- Schriftliche Aufgabe:
Beantworten Sie anhand des Textes über den Erfolgsbegriff bei Josuttis folgende Fragen:
1. Als Theologe welcher Konfession wird Josuttis vorgestellt?
2. Welches Gefühl löst Erfolg nach der pastoralpsychologischen Bestimmung beim Handlungssubjekt aus?
3. Worüber sind nach Josuttis viele Pfarrer unsicher?

- Bereitgestellter Text:
_ _ _ _ _ _ _

Der evangelische Theologe Josuttis221 reflektiert den Gebrauch des Begriffes „Erfolg“ im theologisch-kirchlichen Horizont, speziell mit Blick auf den Pfarrer. Er geht zunächst davon aus, dass in pastoralpsychologischer Perspektive Erfolg

„die Erfahrung der positiven Wirkung der eigenen Tätigkeit im Beruf, die beim Handlungssubjekt ein Gefühl der Befriedigung auslöst“222, meint.

Mit Erfolg wird dann gefasst, dass jemand etwas bewirken und Ziele erreichen kann, so z. B. dass seine Verkündigung Menschen anspricht oder dass Hilfe auch ankommt. In der sozialen Dimension bedeutet das, dass der Träger einer beruflichen Rolle wichtig ist und einen wichtigen Dienst erfüllt, sein Dienst also nicht überflüssig ist. Erfolg ist für die handelnde Person wichtig und beinhaltet Bestätigung. Das macht Josuttis z. B. für Pfarrer aus:

„Deshalb ist die Frage nach dem Erfolg eine ihm angemessene Frage und nicht einfach Ausdruck einer neurotischen oder sündhaften Ich-Sucht, sondern wesentlicher Bestandteil seines Identitätsproblems.“223

Kritische Vorbehalte sind dann anzubringen, wenn Erfolg psychologisch zur Sucht wird oder jemand sich selbst um jeden Preis durchsetzen möchte. Das gilt aber auch für die berufliche Situation gerade für Pfarrer, wenn diese Liebe und Zuwendung über die Arbeit zu erreichen suchen. Josuttis sieht es außerdem als problematisch an, dass viele Pfarrer unsicher seien, wofür sie gebraucht würden. Das könne wiederum zu einer Steigerung der Tätigkeiten in Aktivismus hinein führen. Der Heilige Geist könne an der Stelle entlasten und ermutigen: Letztlich muss Gott seine Gnade dazu schenken, und das eigene Tun macht Sinn - trotz aller Hürden.

Insgesamt bedeutet das aus Sicht Josuttis, dass die Rede von Erfolg durchaus im pastoralen Kontext Sinn hat, auch wenn man beachten muss, dass es eine theologische Relativierung gibt, da die Liebe ein Geschenk ist.

_ _ _ _ _ _ _

- Bereitgestellte Daten:
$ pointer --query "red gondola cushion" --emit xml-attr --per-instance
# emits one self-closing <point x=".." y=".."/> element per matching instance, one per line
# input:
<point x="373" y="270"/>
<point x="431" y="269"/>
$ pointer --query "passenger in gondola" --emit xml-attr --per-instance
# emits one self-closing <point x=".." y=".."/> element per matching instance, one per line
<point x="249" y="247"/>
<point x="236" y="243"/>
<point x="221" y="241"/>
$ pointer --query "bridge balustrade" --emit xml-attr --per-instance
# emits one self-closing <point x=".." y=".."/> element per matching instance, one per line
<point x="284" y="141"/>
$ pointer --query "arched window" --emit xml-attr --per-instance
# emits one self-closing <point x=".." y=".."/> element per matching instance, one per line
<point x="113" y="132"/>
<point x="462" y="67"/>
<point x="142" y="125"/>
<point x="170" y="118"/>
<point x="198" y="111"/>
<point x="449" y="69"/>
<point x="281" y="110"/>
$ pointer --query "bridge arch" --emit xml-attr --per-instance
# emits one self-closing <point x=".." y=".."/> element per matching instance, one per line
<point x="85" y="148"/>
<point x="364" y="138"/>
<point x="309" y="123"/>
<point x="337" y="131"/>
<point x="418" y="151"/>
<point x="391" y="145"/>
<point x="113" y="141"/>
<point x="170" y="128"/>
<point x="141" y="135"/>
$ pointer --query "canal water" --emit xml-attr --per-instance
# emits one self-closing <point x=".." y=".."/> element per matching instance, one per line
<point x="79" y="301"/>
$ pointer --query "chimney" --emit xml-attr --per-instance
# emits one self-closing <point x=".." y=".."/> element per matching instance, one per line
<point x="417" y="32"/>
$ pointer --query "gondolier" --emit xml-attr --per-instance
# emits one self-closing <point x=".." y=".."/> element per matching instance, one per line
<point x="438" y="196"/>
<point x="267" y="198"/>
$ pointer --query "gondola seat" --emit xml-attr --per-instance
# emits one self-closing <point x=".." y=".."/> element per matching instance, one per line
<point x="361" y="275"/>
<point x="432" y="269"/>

_ _ _ _ _ _ _

- Schriftliche Antwort:
1. Als evangelischer Theologe.
2. Ein Gefühl der Befriedigung.
3. Darüber, wofür sie gebraucht würden.